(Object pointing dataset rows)
┌────────
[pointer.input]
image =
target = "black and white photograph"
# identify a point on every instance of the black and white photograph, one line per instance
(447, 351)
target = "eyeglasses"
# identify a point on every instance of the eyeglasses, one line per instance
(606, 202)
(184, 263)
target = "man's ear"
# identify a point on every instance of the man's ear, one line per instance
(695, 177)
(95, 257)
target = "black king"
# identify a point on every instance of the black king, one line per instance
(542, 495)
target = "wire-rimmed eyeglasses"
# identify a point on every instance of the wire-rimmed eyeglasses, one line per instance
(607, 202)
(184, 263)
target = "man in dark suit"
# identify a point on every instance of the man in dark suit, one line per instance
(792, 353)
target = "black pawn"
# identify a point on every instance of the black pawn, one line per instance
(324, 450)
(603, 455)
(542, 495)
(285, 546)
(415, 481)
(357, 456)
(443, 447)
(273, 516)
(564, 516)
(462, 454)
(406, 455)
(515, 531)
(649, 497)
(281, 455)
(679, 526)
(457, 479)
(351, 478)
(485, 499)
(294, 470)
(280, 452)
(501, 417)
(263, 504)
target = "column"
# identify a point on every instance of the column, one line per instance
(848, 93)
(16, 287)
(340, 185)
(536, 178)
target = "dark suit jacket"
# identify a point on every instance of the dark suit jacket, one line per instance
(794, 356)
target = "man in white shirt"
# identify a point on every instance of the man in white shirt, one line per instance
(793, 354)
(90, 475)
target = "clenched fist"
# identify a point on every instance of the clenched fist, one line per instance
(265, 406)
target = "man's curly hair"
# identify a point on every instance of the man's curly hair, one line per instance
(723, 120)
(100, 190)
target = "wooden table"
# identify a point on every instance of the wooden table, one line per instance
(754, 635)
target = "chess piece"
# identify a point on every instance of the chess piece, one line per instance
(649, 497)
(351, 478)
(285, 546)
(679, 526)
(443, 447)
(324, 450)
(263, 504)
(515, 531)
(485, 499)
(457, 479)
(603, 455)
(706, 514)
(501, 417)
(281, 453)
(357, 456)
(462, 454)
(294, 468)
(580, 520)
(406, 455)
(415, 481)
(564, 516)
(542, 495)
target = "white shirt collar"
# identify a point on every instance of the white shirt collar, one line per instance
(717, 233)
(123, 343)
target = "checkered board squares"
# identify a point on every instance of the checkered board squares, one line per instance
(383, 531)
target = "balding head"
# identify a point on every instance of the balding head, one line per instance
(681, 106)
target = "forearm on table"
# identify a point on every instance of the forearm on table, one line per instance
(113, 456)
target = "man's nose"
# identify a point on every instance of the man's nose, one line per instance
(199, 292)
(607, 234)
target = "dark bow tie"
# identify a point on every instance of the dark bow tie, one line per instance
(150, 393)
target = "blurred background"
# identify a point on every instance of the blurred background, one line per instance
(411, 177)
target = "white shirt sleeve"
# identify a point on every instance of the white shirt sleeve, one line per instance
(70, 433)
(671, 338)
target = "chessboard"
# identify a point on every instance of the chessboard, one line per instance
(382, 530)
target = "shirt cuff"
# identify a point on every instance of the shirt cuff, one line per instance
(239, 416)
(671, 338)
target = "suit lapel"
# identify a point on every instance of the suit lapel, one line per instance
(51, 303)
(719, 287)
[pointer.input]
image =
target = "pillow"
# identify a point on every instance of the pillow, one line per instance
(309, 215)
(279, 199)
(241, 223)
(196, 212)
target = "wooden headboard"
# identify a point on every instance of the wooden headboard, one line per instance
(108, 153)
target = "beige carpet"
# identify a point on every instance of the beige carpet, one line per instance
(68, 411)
└────────
Reproduce the records above exactly as they appear.

[pointer.input]
image =
target = "black and white photograph"
# identify a point on every instance of the black and white photograph, one line per instance
(447, 351)
target = "eyeglasses"
# identify a point on every instance of the eyeglasses, one line per instance
(606, 202)
(184, 263)
target = "man's ear"
# identify a point on every instance of the man's ear, one line per instance
(695, 177)
(95, 257)
target = "black king"
# identify a point on every instance of the black king, one line per instance
(542, 495)
target = "wire-rimmed eyeglasses"
# identify a point on every instance of the wire-rimmed eyeglasses, one line per instance
(607, 202)
(184, 263)
target = "man in dark suit"
# identify a point on every instance of the man in dark suit, one line per instance
(792, 353)
target = "black pawn"
# identify a point on every instance of the black pawn, one line per instance
(324, 450)
(603, 455)
(542, 495)
(285, 546)
(415, 481)
(357, 456)
(443, 447)
(273, 516)
(564, 516)
(462, 454)
(406, 455)
(515, 531)
(649, 497)
(281, 455)
(679, 526)
(457, 479)
(351, 478)
(485, 499)
(294, 470)
(280, 452)
(501, 417)
(263, 504)
target = "column"
# identify a point on every instance of the column, one line per instance
(848, 93)
(16, 287)
(340, 185)
(536, 178)
target = "dark suit jacket"
# identify a point on every instance of the dark suit jacket, one line per instance
(794, 356)
target = "man in white shirt"
# identify a point on every instance of the man in white shirt, one line per instance
(793, 354)
(90, 475)
target = "clenched fist"
# identify a point on every instance of the clenched fist, one line per instance
(265, 406)
target = "man's curly hair"
# identify a point on every instance of the man's curly hair, one line per instance
(723, 120)
(100, 190)
target = "wooden table"
# identify a point on every instance of the wooden table, one line per instance
(754, 635)
target = "chess piece"
# identify a point on every instance of the chess piece, one line per instance
(649, 497)
(351, 478)
(285, 546)
(679, 526)
(443, 447)
(324, 450)
(263, 504)
(515, 531)
(485, 499)
(457, 479)
(603, 455)
(706, 514)
(501, 417)
(281, 453)
(357, 456)
(462, 454)
(294, 468)
(580, 520)
(406, 455)
(415, 481)
(564, 516)
(542, 495)
target = "white shirt collar"
# identify a point on every instance of the white shirt collar, one line per instance
(717, 233)
(123, 343)
target = "checkered board squares"
# identify a point on every instance of the checkered board squares, one line per instance
(383, 531)
target = "balding head"
# identify a point on every instance of the balding head, one line per instance
(681, 106)
target = "forearm on table"
# identify a point on every instance of the forearm on table, one line per instance
(113, 456)
target = "man's nose"
# identify a point on every instance of the man's nose, one line per instance
(199, 292)
(607, 234)
target = "dark bow tie"
# identify a point on every instance of the dark bow tie, one line per instance
(150, 393)
target = "blurred background"
# identify a point on every instance of the blurred background, one line per instance
(411, 177)
target = "white shirt sleeve"
# identify a point on every instance of the white shirt sleeve, one line per instance
(70, 433)
(671, 338)
target = "chessboard"
# identify a point on every instance of the chessboard, one line per instance
(382, 530)
target = "shirt cuff"
# identify a point on every instance of the shirt cuff, one line per instance
(239, 416)
(671, 338)
target = "suit lapel"
# identify a point on every instance of the suit lapel, one line per instance
(51, 303)
(719, 287)
[pointer.input]
image =
target = "pillow"
# identify a point on every instance of the pillow, one line per instance
(309, 215)
(279, 199)
(241, 223)
(196, 212)
target = "wooden headboard"
# identify a point on every instance of the wooden headboard, one line per instance
(108, 153)
target = "beige carpet"
# identify a point on every instance of the beige carpet, one line per instance
(68, 411)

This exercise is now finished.